Stored entries:
╔══

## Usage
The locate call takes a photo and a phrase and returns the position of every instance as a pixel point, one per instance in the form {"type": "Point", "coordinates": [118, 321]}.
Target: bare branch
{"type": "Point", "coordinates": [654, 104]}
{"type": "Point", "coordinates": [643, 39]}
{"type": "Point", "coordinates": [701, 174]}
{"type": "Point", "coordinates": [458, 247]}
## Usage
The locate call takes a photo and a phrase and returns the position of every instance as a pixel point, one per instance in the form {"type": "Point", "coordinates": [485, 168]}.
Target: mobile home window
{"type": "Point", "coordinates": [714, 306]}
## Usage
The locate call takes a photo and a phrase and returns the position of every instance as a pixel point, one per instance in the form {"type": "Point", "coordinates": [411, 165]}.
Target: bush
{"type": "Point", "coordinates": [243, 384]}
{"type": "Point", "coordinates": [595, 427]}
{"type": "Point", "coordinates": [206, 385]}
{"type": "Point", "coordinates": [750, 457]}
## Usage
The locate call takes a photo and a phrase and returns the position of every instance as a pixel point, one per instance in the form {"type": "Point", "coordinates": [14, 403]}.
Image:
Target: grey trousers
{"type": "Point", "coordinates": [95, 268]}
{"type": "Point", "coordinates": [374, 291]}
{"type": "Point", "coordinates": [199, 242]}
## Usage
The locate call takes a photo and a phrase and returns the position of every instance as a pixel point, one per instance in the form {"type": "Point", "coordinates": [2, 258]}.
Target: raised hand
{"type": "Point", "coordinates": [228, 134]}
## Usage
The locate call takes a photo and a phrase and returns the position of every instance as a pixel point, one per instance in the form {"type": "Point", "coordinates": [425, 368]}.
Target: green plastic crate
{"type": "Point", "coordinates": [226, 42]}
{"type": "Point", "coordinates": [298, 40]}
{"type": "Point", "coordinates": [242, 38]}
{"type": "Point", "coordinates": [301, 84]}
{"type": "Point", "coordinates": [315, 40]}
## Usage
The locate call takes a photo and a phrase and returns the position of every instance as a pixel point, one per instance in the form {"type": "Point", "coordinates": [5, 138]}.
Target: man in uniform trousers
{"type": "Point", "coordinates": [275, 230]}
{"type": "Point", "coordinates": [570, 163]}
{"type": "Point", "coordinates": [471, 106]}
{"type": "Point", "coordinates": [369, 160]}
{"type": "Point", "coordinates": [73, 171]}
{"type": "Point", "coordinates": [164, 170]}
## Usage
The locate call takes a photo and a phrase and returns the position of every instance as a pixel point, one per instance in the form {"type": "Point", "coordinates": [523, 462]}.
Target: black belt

╚══

(WHAT TO WORK ON):
Identify each line of the material that contains the string "locate", matching case exactly, and copy those lines out.

(SOLUTION TO THIS EXERCISE):
The locate call takes a photo and a phrase and returns the position of every instance as a pixel point, one per instance in the form {"type": "Point", "coordinates": [118, 321]}.
The locate call takes a photo and a phrase and returns the position of every instance as a pixel point, one per instance in the form {"type": "Point", "coordinates": [485, 168]}.
The locate call takes a photo and a phrase and returns the position of every instance as a pixel point, one per instance in the form {"type": "Point", "coordinates": [411, 165]}.
The locate call takes a photo and a phrase and returns the position of every instance as a pixel point, one per instance in the form {"type": "Point", "coordinates": [14, 403]}.
The locate call takes a photo and a phrase and returns the position of every instance as a pixel point, one per instance in the form {"type": "Point", "coordinates": [2, 258]}.
The locate call takes a photo and a phrase and returns the position of every instance as a pixel point, one per instance in the form {"type": "Point", "coordinates": [425, 368]}.
The locate call takes a photo and a phrase and returns the position of every instance as a pixel point, one per instance in the form {"type": "Point", "coordinates": [5, 138]}.
The locate call takes a photo and a phrase and returns the position of every instance as a pixel point, one per instance in the form {"type": "Point", "coordinates": [523, 462]}.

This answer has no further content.